TEXT SHOWN:

The Federation of Irish Sport has submitted its Pre-Budget asks of the government for consideration in Budget 2023.

The submission identifies five key asks and also makes suggestions as to where funding might be found.

Central to this is a request to consider how sport might be supported by reforming elements of the tax system to benefit Sport and Physical Activity.

That is a ‘joined up government’ idea that has long been floated and gained traction with inclusion in the Sports Policy Action Plan that was published covering 2021-23 actions need to remain in line with the Ten Year National Sports Policy that runs until 2027.

Read our detailed analysis of the plan from December 2021.
These included granting charitable status to National Governing Bodies; extending tax relief on capital donations to those made towards sports participation programmes; lowering the €250 limit in individual donations supporting capital projects and extending the zero rate of VAT regime to include sport and physical activity engagement.

The Federation was given the lead on this and over the past number of months they have engaged A&L Goodbody to compile a report on the benefits which has been submitted to the Government.

RECORDS SUPPLIED:
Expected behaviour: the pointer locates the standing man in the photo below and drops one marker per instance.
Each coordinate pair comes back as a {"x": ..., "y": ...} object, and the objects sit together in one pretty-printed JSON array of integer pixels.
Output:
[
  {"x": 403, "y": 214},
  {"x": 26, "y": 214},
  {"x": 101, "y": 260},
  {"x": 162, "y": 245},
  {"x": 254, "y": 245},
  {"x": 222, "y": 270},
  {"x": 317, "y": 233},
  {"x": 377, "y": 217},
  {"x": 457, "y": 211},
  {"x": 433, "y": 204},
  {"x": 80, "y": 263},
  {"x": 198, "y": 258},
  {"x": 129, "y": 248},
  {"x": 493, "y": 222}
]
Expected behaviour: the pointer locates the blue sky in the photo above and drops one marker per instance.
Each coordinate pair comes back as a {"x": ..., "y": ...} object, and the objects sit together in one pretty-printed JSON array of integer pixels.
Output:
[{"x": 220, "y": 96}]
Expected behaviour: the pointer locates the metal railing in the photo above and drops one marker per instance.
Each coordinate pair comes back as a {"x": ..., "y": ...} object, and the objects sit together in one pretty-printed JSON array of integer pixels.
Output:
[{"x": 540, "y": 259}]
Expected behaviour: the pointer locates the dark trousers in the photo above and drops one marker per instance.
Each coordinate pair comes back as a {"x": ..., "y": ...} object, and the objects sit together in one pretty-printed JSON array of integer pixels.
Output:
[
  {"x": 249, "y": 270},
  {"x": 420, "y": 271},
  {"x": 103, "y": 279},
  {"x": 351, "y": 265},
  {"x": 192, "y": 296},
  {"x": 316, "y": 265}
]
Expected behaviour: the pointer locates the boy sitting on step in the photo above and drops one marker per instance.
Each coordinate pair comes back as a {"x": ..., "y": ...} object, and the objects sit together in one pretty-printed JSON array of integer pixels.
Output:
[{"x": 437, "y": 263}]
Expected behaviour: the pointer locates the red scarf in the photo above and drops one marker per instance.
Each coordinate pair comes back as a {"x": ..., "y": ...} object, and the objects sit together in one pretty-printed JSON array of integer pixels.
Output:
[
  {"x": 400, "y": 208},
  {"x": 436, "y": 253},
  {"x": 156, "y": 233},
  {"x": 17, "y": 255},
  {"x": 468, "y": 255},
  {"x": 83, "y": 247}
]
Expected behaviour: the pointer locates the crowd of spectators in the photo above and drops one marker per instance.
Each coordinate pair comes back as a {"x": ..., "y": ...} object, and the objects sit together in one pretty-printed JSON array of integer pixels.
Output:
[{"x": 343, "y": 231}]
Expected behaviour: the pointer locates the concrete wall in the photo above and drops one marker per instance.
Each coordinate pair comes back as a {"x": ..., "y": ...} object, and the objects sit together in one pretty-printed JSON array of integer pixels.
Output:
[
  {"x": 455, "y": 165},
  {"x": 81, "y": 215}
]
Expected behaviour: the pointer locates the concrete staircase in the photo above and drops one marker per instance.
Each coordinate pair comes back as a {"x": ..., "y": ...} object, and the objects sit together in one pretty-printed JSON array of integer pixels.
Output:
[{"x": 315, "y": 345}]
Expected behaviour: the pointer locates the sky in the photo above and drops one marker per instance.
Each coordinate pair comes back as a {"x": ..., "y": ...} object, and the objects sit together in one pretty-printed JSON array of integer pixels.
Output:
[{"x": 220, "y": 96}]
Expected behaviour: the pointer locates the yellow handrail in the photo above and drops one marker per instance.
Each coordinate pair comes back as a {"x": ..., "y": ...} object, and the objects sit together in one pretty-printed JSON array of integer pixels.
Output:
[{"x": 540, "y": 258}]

TASKS FOR THIS EXERCISE:
A – In the article on the Federation of Irish Sport's Pre-Budget submission, which firm did the Federation engage to compile a report on the benefits of the tax reforms?
B – Continue the article on the Federation of Irish Sport's Pre-Budget submission from its last sentence.

WRITTEN RESPONSES:
A – A&L Goodbody

B –
Overall, the FIS Pre-Budget Submission highlights the urgent need for the ongoing support of the sector that is worth over €3.7bn in Gross Value Add to the Irish Economy.

Long-Term Impact of Covid

The Irish Sports Monitor Report has shown the severe setback caused to the sector in meeting targets set out in the National Sports Policy, due to the impact of Covid-19. In some areas, the figures had regressed to 2019 levels.

The overall ask is that the government continues to demonstrate its commitment to the National Sports Policy by increasing core funding for member NGBs and LSPs in line with its stated ambition to double the level of overall sports funding over the life of the National Sports Policy.

In tandem with this, they ask the government to move to a multi-annual system of core funding for sport and physical activity by confirming the annual increase in funding in line with the National Sports Policy – thereby giving the NGBs and LSP’s the opportunity to plan ahead.

This is likely to be acted upon after the High-Performance funding model was moved to a cycle basis rather than year by year earlier in the summer.


In the third and fourth recommendations to the government, the Federation believe that the reallocation of funding from the betting duty of 2.25% and a redirecting of 4.5% of the sweetened sugar drinks tax would significantly enable the implementation of a support and educational body that would accelerate behavioural change and health benefits in each area.

Ringfencing particular revenue streams towards specific areas of expenditure is rare, with the exception of the betting tax monies which have traditionally been used to make up some if not all of the Government funding of the Horse and Greyhound Racing industries which, given their importance to the rural economy are unlikely to be cut adrift.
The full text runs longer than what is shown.